Provided entries –
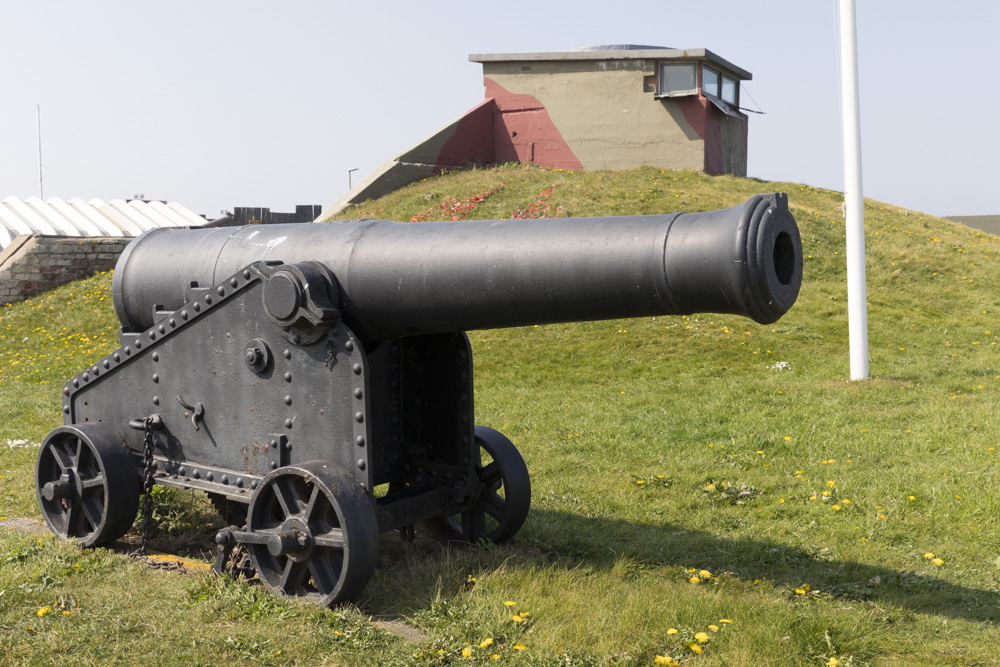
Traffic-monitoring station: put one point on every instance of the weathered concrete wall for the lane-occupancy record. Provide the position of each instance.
(31, 265)
(602, 114)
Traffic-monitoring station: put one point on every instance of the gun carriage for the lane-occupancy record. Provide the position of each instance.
(290, 370)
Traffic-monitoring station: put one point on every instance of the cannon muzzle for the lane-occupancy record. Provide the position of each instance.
(395, 279)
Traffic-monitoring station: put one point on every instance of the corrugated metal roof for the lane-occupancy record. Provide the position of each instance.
(89, 218)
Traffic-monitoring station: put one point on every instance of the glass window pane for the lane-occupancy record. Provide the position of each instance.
(729, 90)
(677, 78)
(709, 81)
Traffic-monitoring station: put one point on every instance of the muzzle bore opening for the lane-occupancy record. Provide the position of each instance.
(784, 258)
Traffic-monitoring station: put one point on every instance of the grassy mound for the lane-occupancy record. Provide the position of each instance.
(690, 475)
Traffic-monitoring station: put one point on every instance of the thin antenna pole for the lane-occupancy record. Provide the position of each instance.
(857, 299)
(38, 117)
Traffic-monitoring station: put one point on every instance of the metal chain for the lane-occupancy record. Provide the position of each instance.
(147, 485)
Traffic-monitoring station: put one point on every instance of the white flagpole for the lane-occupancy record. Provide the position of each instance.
(857, 299)
(38, 117)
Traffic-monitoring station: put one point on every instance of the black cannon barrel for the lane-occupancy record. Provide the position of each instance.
(397, 279)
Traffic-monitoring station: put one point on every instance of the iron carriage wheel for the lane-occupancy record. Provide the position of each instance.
(312, 533)
(87, 484)
(500, 506)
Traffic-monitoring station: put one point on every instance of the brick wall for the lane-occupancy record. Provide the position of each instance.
(30, 265)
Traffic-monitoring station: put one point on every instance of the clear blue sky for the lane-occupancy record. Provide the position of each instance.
(223, 104)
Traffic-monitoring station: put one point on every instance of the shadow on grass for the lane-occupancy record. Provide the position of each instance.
(562, 539)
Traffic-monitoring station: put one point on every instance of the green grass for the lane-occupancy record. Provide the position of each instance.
(657, 446)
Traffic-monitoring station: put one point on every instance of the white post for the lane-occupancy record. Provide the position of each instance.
(857, 299)
(38, 117)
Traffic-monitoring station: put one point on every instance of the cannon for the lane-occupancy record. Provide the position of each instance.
(316, 379)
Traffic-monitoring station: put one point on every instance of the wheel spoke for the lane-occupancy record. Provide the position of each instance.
(61, 456)
(292, 577)
(75, 521)
(286, 496)
(92, 509)
(332, 540)
(311, 504)
(94, 481)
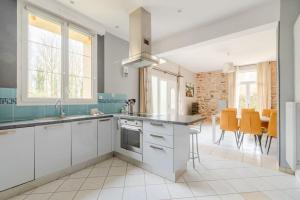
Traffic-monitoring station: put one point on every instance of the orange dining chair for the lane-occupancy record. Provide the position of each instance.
(266, 112)
(272, 129)
(250, 124)
(229, 122)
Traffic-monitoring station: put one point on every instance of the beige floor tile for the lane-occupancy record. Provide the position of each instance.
(38, 196)
(134, 180)
(63, 195)
(87, 195)
(71, 185)
(114, 181)
(48, 188)
(255, 196)
(93, 183)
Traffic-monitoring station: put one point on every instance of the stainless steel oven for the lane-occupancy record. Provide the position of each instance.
(131, 135)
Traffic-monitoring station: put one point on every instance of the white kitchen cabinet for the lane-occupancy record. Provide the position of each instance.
(105, 136)
(16, 157)
(84, 141)
(52, 148)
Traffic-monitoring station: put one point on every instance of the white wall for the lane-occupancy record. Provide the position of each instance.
(289, 11)
(116, 49)
(188, 76)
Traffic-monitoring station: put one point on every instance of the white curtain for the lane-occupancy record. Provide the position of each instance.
(231, 89)
(264, 85)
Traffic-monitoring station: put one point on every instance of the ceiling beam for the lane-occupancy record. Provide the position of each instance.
(262, 15)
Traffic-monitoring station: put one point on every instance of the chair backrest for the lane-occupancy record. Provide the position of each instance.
(266, 112)
(228, 120)
(272, 128)
(250, 122)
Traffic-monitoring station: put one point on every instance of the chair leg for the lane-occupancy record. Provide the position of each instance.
(255, 140)
(219, 142)
(242, 139)
(236, 139)
(267, 141)
(259, 137)
(197, 146)
(269, 144)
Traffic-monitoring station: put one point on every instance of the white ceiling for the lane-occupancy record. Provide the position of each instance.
(243, 50)
(165, 18)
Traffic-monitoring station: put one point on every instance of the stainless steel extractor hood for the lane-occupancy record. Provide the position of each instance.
(140, 40)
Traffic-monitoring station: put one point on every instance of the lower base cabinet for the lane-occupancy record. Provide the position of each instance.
(84, 141)
(52, 148)
(16, 157)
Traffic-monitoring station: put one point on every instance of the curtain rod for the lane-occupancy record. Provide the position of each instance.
(167, 72)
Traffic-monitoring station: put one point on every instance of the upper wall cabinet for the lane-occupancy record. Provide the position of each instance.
(84, 141)
(104, 136)
(16, 157)
(52, 148)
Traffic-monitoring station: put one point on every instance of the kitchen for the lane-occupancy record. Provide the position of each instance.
(102, 118)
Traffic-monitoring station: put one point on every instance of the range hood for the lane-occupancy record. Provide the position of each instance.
(140, 40)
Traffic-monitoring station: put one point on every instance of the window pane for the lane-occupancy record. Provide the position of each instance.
(44, 58)
(163, 97)
(80, 65)
(154, 95)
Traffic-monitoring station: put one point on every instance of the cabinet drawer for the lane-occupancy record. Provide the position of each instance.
(158, 157)
(158, 127)
(159, 139)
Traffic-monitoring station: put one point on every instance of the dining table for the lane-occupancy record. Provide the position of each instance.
(214, 118)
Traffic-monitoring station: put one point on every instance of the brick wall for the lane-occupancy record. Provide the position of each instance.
(210, 87)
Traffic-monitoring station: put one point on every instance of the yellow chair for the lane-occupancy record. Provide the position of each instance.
(272, 129)
(266, 112)
(250, 124)
(229, 122)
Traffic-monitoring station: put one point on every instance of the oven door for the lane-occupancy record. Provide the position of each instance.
(131, 138)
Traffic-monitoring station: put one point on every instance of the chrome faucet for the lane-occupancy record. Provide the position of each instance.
(59, 104)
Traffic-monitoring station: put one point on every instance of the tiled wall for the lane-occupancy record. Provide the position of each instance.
(10, 111)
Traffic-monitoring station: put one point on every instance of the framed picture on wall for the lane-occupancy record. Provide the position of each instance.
(189, 90)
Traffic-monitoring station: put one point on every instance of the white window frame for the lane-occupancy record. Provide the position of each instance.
(22, 68)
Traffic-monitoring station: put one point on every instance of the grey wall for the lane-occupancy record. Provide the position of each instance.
(116, 49)
(289, 11)
(8, 43)
(100, 52)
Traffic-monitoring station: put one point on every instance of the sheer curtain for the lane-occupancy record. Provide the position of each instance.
(145, 90)
(264, 85)
(232, 89)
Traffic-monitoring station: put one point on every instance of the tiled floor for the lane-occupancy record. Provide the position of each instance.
(215, 178)
(248, 153)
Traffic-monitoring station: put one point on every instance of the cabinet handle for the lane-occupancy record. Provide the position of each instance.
(158, 136)
(84, 122)
(104, 120)
(156, 124)
(158, 148)
(53, 126)
(6, 132)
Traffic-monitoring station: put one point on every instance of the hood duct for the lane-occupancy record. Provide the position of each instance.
(140, 40)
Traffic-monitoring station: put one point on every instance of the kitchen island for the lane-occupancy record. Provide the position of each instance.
(157, 143)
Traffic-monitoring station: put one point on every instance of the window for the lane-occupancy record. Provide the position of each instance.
(164, 93)
(58, 60)
(247, 88)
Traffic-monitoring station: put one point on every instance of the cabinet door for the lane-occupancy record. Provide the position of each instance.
(104, 136)
(16, 157)
(52, 148)
(84, 141)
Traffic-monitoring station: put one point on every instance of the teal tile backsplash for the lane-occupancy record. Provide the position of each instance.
(9, 111)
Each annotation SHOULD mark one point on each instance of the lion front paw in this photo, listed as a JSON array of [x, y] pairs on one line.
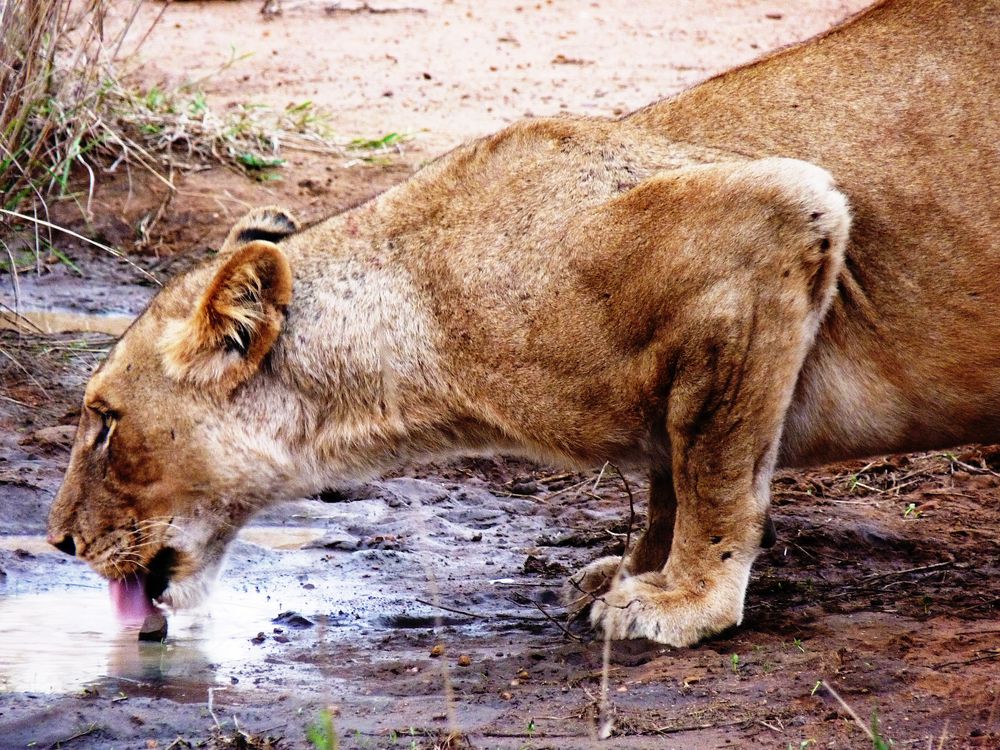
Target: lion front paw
[[643, 607]]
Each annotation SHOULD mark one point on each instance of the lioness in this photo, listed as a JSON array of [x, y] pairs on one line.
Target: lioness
[[792, 262]]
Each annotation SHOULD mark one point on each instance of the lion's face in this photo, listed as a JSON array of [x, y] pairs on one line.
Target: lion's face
[[160, 477]]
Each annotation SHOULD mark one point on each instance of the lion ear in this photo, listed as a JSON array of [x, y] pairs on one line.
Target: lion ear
[[234, 323], [270, 223]]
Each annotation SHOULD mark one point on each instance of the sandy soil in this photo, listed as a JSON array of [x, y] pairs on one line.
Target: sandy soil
[[884, 583]]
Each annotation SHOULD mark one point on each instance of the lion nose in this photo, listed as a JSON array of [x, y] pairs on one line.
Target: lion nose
[[65, 544]]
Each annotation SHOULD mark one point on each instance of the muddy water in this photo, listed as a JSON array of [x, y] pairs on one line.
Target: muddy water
[[74, 626], [65, 321]]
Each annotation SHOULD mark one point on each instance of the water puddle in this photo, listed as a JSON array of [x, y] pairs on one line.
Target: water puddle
[[65, 321], [62, 639]]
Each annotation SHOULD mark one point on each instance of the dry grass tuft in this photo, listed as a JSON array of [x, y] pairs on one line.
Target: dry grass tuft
[[66, 108]]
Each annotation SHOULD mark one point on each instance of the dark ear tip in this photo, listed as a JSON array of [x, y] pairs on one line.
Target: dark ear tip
[[269, 223]]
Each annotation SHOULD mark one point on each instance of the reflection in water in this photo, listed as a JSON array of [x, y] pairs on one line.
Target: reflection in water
[[60, 641]]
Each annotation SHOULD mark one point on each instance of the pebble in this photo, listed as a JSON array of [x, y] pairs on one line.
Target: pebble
[[154, 628]]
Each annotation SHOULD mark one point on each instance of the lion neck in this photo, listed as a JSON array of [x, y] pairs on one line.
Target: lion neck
[[357, 376]]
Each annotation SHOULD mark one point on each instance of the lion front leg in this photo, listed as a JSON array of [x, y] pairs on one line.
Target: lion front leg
[[649, 554], [725, 414]]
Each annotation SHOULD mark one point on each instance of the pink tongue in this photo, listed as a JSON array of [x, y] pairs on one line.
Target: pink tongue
[[128, 595]]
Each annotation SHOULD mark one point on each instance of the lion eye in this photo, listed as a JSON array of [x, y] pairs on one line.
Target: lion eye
[[108, 421]]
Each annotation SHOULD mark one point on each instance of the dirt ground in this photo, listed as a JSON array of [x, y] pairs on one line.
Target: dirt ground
[[427, 602]]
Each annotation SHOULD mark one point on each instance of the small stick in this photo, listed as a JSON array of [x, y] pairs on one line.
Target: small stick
[[548, 617], [843, 703]]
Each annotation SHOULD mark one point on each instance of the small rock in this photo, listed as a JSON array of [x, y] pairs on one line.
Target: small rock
[[524, 487], [59, 436], [293, 620], [154, 628]]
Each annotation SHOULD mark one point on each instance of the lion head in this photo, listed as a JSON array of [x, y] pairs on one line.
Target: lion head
[[178, 412]]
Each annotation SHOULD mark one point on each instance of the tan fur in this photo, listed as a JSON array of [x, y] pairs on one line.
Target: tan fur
[[684, 289]]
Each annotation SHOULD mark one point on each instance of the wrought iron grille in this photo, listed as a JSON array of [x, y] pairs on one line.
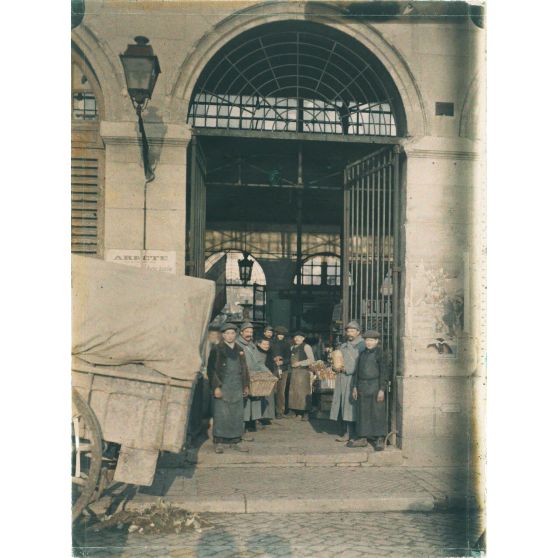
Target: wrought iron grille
[[323, 269], [296, 77], [84, 106]]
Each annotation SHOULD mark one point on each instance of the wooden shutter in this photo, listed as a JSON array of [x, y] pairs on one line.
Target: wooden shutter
[[86, 201]]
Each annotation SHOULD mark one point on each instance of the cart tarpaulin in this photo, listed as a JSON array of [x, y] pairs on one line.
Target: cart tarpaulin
[[124, 315]]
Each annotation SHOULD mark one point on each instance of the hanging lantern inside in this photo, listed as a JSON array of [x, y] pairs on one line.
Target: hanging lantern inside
[[245, 269]]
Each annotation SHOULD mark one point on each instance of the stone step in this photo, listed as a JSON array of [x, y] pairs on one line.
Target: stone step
[[270, 457]]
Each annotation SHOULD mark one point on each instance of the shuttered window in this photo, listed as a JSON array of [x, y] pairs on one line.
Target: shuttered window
[[86, 179]]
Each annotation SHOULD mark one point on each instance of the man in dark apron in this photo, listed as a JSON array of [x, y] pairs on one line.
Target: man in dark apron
[[300, 391], [369, 389], [281, 352], [229, 381]]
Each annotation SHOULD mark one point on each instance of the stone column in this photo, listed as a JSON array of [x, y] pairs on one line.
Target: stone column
[[165, 232], [439, 353]]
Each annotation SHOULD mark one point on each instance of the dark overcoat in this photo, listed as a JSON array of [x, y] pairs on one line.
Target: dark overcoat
[[227, 369], [370, 376]]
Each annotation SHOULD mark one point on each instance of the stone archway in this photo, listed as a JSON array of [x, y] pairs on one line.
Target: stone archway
[[201, 53]]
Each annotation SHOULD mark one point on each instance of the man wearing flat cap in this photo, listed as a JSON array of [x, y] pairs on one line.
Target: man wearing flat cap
[[343, 406], [369, 389], [300, 390], [281, 354], [254, 407], [228, 377]]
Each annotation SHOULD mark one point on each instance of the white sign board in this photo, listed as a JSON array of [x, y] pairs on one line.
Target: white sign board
[[157, 260]]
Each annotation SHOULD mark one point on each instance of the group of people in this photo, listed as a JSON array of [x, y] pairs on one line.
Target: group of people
[[359, 394]]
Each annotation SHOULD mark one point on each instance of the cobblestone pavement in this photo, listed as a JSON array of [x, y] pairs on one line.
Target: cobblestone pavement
[[349, 535]]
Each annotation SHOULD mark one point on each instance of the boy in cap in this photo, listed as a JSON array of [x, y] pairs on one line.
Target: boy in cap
[[369, 389], [252, 405], [229, 381], [281, 354], [343, 406], [268, 333], [300, 391]]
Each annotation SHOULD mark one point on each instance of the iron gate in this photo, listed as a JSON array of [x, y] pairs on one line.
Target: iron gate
[[196, 210], [371, 251]]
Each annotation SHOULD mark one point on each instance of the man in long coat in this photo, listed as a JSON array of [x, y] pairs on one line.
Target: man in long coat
[[343, 407], [228, 377], [369, 390], [263, 347], [252, 405], [281, 353]]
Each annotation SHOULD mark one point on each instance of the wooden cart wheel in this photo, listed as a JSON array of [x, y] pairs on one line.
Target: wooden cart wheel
[[87, 451]]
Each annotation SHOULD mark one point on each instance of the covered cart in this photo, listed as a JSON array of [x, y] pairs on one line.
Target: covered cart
[[137, 344]]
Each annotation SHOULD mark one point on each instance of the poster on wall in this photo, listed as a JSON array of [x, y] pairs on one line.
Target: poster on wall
[[156, 260]]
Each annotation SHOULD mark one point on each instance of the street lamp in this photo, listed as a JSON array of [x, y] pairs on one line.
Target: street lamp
[[245, 269], [141, 68]]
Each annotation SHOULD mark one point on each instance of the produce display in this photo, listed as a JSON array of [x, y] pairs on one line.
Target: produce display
[[324, 374]]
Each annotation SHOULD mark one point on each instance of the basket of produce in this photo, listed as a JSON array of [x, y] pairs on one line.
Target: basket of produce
[[262, 384], [317, 367], [327, 379], [337, 360]]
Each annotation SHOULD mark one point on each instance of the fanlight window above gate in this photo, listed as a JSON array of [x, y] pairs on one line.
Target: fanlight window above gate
[[297, 77]]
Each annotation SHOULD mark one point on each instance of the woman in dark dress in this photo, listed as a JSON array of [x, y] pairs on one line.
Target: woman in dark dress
[[300, 391], [229, 380], [369, 389]]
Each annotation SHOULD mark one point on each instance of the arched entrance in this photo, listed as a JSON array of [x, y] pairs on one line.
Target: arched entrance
[[296, 134]]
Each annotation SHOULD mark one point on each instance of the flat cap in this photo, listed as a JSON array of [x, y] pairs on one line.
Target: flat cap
[[371, 334]]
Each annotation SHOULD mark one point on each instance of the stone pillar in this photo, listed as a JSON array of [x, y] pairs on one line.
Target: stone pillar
[[439, 360], [166, 195]]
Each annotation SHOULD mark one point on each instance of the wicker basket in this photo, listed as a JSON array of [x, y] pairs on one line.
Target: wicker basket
[[337, 360], [262, 384], [327, 383]]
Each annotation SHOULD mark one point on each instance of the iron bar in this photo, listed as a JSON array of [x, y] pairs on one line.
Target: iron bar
[[368, 239], [395, 281], [382, 278], [297, 136], [298, 259], [345, 250]]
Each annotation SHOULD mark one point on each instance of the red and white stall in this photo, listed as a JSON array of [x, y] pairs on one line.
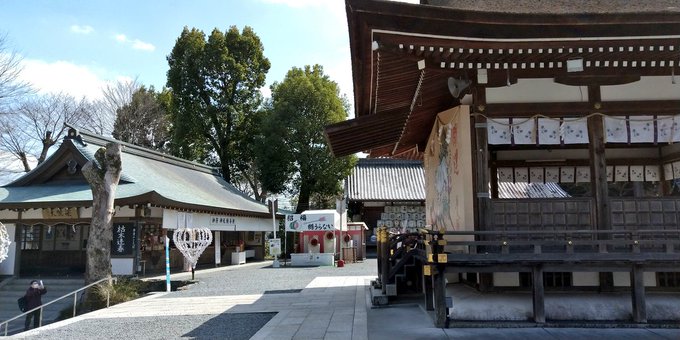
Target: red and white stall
[[319, 231]]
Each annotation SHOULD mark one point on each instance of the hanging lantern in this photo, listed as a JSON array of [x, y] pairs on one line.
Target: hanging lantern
[[191, 242], [4, 242]]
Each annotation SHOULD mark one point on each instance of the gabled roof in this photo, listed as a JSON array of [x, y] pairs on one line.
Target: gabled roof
[[148, 177], [386, 180], [560, 6], [404, 54]]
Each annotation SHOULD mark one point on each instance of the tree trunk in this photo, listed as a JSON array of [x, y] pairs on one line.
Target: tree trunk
[[46, 144], [24, 161], [103, 176], [303, 198]]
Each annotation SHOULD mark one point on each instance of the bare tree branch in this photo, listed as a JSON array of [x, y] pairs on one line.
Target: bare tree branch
[[11, 87]]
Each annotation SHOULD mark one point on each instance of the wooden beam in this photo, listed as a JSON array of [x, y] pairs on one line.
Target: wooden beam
[[597, 80], [538, 294], [637, 288], [579, 109]]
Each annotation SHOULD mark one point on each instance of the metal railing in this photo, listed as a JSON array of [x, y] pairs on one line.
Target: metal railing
[[75, 304]]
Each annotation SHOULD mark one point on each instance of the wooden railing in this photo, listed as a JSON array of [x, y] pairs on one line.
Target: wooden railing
[[635, 251]]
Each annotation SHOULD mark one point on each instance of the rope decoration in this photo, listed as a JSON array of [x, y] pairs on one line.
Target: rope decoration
[[191, 242], [4, 242]]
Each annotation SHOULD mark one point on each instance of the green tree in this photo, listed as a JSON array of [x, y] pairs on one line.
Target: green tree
[[293, 151], [216, 85], [145, 120]]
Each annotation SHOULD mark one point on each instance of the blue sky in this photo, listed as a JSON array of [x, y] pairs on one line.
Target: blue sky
[[76, 46]]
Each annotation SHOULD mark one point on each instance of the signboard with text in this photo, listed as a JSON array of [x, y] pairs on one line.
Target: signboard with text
[[124, 239], [275, 246], [311, 222]]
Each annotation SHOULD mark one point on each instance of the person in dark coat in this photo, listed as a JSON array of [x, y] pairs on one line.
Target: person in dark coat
[[33, 300]]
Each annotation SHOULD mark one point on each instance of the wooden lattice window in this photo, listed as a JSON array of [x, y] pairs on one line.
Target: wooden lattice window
[[30, 238], [557, 279], [550, 279], [668, 279]]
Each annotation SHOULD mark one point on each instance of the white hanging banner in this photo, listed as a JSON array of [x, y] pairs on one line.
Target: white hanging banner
[[4, 242]]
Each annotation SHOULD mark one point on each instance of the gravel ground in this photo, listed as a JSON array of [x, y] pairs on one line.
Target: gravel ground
[[258, 279], [253, 279], [224, 326]]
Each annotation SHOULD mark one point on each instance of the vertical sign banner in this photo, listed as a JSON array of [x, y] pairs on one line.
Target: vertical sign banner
[[124, 239], [275, 246]]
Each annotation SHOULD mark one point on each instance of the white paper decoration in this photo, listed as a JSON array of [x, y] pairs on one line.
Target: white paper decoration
[[498, 131], [637, 173], [668, 171], [523, 131], [191, 242], [574, 131], [536, 175], [552, 175], [567, 175], [616, 130], [505, 175], [582, 174], [651, 173], [621, 173], [521, 175], [548, 131]]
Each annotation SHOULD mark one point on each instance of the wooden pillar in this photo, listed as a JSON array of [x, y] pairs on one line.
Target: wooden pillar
[[482, 179], [598, 165], [538, 294], [637, 288], [385, 265], [439, 292], [598, 175], [428, 290]]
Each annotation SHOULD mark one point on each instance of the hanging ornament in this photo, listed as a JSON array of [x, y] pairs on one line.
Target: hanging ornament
[[191, 242], [4, 242]]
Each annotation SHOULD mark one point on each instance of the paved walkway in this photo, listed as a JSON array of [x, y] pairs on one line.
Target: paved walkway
[[327, 307]]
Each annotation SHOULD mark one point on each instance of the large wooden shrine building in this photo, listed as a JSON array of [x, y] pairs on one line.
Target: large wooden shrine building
[[580, 94], [48, 212]]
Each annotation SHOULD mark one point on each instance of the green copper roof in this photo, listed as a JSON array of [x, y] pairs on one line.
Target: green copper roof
[[147, 177]]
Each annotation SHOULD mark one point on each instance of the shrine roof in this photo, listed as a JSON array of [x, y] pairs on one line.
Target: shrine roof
[[386, 180], [560, 6], [148, 177], [403, 55]]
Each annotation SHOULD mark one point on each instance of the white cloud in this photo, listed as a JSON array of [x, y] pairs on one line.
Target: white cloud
[[297, 3], [120, 38], [78, 29], [144, 46], [134, 43], [65, 77]]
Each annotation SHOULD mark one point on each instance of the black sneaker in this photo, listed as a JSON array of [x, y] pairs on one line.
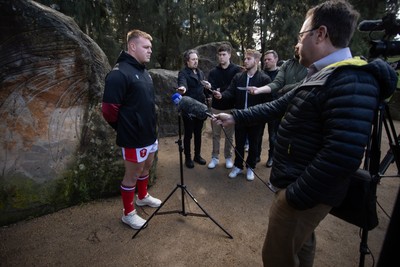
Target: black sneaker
[[189, 163], [269, 162], [200, 160]]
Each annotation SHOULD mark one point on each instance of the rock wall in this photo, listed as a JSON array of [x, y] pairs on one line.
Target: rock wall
[[51, 81]]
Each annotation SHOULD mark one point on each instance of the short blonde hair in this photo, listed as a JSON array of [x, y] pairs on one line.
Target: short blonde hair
[[134, 34]]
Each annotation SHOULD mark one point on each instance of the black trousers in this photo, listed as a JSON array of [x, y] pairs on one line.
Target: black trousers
[[192, 127], [253, 135]]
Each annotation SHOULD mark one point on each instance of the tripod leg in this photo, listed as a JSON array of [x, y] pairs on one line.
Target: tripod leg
[[206, 213], [155, 212]]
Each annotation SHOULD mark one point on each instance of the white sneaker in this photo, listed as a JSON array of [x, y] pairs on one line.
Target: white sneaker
[[228, 163], [250, 174], [214, 162], [133, 220], [234, 172], [148, 201]]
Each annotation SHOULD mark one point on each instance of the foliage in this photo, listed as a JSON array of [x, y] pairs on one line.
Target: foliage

Work to be completed –
Write out every line of the data that holds the word "foliage".

Response to this exercise –
Each annotation SHOULD mark one point on each instance of the foliage in this photo, listed as a JSON array of [x, y] pairs on one line.
Target: foliage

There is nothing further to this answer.